QUOTED PASSAGE →
(begin)
1. ## Distance of Coordinates

I'm really weak at maths and I have to study for my upcoming exams. I can't seem to find the distance of these coordinates.

1. (p,q) and (q,p)
2. (p+4q, p-q) and (p-3q, p)

I think in the first one I have to open the brackets using the a2-2ab+b2 formula and in the second question, I am doing it normally but my answer stops at q2+q2 under square root. Help?

2. Originally Posted by want2math
I'm really weak at maths and I have to study for my upcoming exams. I can't seem to find the distance of these coordinates.

1. (p,q) and (q,p)
2. (p+4q, p-q) and (p-3q, p)

I think in the first one I have to open the brackets using the a2-2ab+b2 formula and in the second question, I am doing it normally but my answer stops at q2+q2 under square root. Help?
the distance for points $\displaystyle (x_{1},y_{1})$ and $\displaystyle (x_{2},y_{2})$ : $\displaystyle d = \sqrt{(x_{2} - x_{1})^2 + (y_{2} - y_{1})^2}$

1. $\displaystyle d = \sqrt{(q - p)^2 + (p - q)^2} = \sqrt{(q - p)^2 + (q - p)^2} = \sqrt{2(q - p)^2} = (q - p) \sqrt{2}$

try number 2

3. Originally Posted by dedust
the distance for points $\displaystyle (x_{1},y_{1})$ and $\displaystyle (x_{2},y_{2})$ : $\displaystyle d = \sqrt{(x_{2} - x_{1})^2 + (y_{2} - y_{1})^2}$

1. $\displaystyle d = \sqrt{(q - p)^2 + (p - q)^2} = \sqrt{(q - p)^2 + (q - p)^2} = \sqrt{2(q - p)^2} = (q - p) \sqrt{2}$

try number 2
$\displaystyle \sqrt{(p-3q-p+4q)^2 + (p-p-q)^2}$
$\displaystyle \sqrt{(p-p+4q-3q)^2 + (p-p-q)^2}$
$\displaystyle \sqrt{q^2 + q^2}$

What am I doing wrong?

4. Originally Posted by want2math
$\displaystyle \sqrt{(p-3q-p+4q)^2 + (p-p-q)^2}$
$\displaystyle \sqrt{(p-p+4q-3q)^2 + (p-p-q)^2}$ $\displaystyle \leftarrow$ should be $\displaystyle \sqrt{(p-p-4q-3q)^2 + (p-p+q)^2}$

What am I doing wrong?
(end)
Coordinate annotation entries →
(begin)
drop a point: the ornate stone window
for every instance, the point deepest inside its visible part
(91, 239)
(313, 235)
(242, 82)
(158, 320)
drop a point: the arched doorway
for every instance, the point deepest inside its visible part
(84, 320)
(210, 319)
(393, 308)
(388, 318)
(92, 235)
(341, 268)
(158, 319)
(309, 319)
(end)
EXERCISE REQUIREMENTS →
Answer these questions about the coordinate-distance thread:
(a) Which formula does the first poster think is needed to open the brackets in the first problem?
(b) What two points make up the second problem?
(c) According to the last reply, what should the poster's second line of working on problem 2 have been?

TASK RESULT →
(a) The a2-2ab+b2 formula.
(b) (p+4q, p-q) and (p-3q, p).
(c) √((p-p-4q-3q)² + (p-p+q)²)